• Text segment:
■ ■ ■ ■

The hotel's position was that it had not terminated the contract; that had been done by the management company, Plazaway. That had happened at or about the end of March 2008, and the result was that no termination payment was due or owing to the management company and the management fees were greatly reduced. Instead of being approximately €265,000, a figure of €88,000 was accepted as being due and owing but subject to the counterclaim that the hotel owner made. Fayleigh's case was that the management company had provided some Ltd services from April to December, 2008 following the discontinuance of the operation of the management contract by Plazaway. From the beginning of the contract, it was understood and agreed between the parties that the hotel operators/managers would also provide some additional services over and above those specified in the management agreement. Plazaway ran a number of hotels and they had employees who did work that covered all the hotels and whose services were billed according to the turnovers of the different businesses. In addition to the full management services that were billed under the management agreements specific to this hotel, Trim Castle Hotel was also liable for some shared services under this heading. It was the hotel owner's case that Plazaway had "stepped back" from the full management contract at the end of March 2008, but had continued to provide some skeleton shared services in accordance with the pre-existing understanding. Fayleigh says that in January 2009 it terminated the provision of these shared services that had continued after the management agreement was discontinued.

■ ■ ■ ■

• Given problem a:
Rewrite all the records, changing "Batch job #47" to "Batch job #52" wherever it appears and leaving everything else as it is.

■ ■ ■ ■

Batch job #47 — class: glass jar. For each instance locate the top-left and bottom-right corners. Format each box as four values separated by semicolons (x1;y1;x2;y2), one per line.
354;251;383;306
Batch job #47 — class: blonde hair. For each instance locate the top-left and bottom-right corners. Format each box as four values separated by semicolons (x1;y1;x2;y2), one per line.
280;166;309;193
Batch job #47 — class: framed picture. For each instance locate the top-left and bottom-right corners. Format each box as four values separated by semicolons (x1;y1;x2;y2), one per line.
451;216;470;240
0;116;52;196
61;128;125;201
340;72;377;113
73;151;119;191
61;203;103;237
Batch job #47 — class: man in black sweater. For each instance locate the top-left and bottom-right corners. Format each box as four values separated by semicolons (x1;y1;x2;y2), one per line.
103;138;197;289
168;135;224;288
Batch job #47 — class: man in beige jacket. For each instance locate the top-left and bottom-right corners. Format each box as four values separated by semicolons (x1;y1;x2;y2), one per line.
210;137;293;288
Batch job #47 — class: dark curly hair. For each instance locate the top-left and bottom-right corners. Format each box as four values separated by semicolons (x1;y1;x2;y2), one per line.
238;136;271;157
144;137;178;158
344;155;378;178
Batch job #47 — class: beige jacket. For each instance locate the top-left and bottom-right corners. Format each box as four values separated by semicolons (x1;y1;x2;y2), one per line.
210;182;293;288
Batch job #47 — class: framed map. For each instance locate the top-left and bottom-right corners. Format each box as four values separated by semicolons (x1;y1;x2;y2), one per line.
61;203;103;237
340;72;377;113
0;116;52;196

■ ■ ■ ■

• Given problem b:
Carry on the account of the Trim Castle Hotel management contract dispute from the point at which it stops.

• Output a:
Batch job #52 — class: glass jar. For each instance locate the top-left and bottom-right corners. Format each box as four values separated by semicolons (x1;y1;x2;y2), one per line.
354;251;383;306
Batch job #52 — class: blonde hair. For each instance locate the top-left and bottom-right corners. Format each box as four values separated by semicolons (x1;y1;x2;y2), one per line.
280;166;309;193
Batch job #52 — class: framed picture. For each instance locate the top-left and bottom-right corners. Format each box as four values separated by semicolons (x1;y1;x2;y2), one per line.
451;216;470;240
0;116;52;196
61;128;125;201
340;72;377;113
73;151;119;191
61;203;103;237
Batch job #52 — class: man in black sweater. For each instance locate the top-left and bottom-right corners. Format each box as four values separated by semicolons (x1;y1;x2;y2), one per line.
103;138;197;289
168;135;224;288
Batch job #52 — class: man in beige jacket. For each instance locate the top-left and bottom-right corners. Format each box as four values separated by semicolons (x1;y1;x2;y2), one per line.
210;137;293;288
Batch job #52 — class: dark curly hair. For each instance locate the top-left and bottom-right corners. Format each box as four values separated by semicolons (x1;y1;x2;y2), one per line.
238;136;271;157
144;137;178;158
344;155;378;178
Batch job #52 — class: beige jacket. For each instance locate the top-left and bottom-right corners. Format each box as four values separated by semicolons (x1;y1;x2;y2), one per line.
210;182;293;288
Batch job #52 — class: framed map. For each instance locate the top-left and bottom-right corners. Format each box as four values separated by semicolons (x1;y1;x2;y2), one per line.
61;203;103;237
340;72;377;113
0;116;52;196

• Output b:
8

In support of Fayleigh's contention that the services that Plazaway provided were only these shared services from April 2008 until the end of the year, the company had compiled a dossier in seventeen lever arch files of documents discovered by the operators of the hotel, Plazaway, containing colour-coded bundles arranged in a way that allegedly tended to confirm the owner's argument. Fayleigh's case was that examination of these documents arranged in this way would demonstrate that the services that were provided were not the full management services as provided by the agreement of March/April 2006, but rather were the services shared with the other hotels operated by Plazaway.

9

An issue concerning the use of these folders in the way that they had been compiled arose on Day 4 of the arbitration hearing when Plazaway's director, Mr Colm Duignan, was being cross-examined by counsel for Fayleigh. In the grounding affidavit, Mr. David O'Brien, director of Fayleigh Ltd, says that the applicant sought to introduce the documentation into evidence by putting them to the claimant's witnesses. The dossier presented an obvious practical problem as to how all of this mass of papers was going to be processed, proved and evaluated. Counsel argued the matter. The arbitrator made a ruling or determination as follows:-

"I have listened very carefully to the arguments put forward by counsel for the Applicant and by counsel for the Respondent."

10

There are seventeen books containing Discovery documents, which have been provided by the applicant. In my view, there is no need to prove the documents themselves. I do not accept that the documents, therefore, have to be put on this or any other witness of the applicant, because I can see them also being put, of necessity, to Mr Savage.

11

Yesterday I indicated my view that it would not be in the interests of either party to do so. Not only because of the additional costs involved, but also because inevitably...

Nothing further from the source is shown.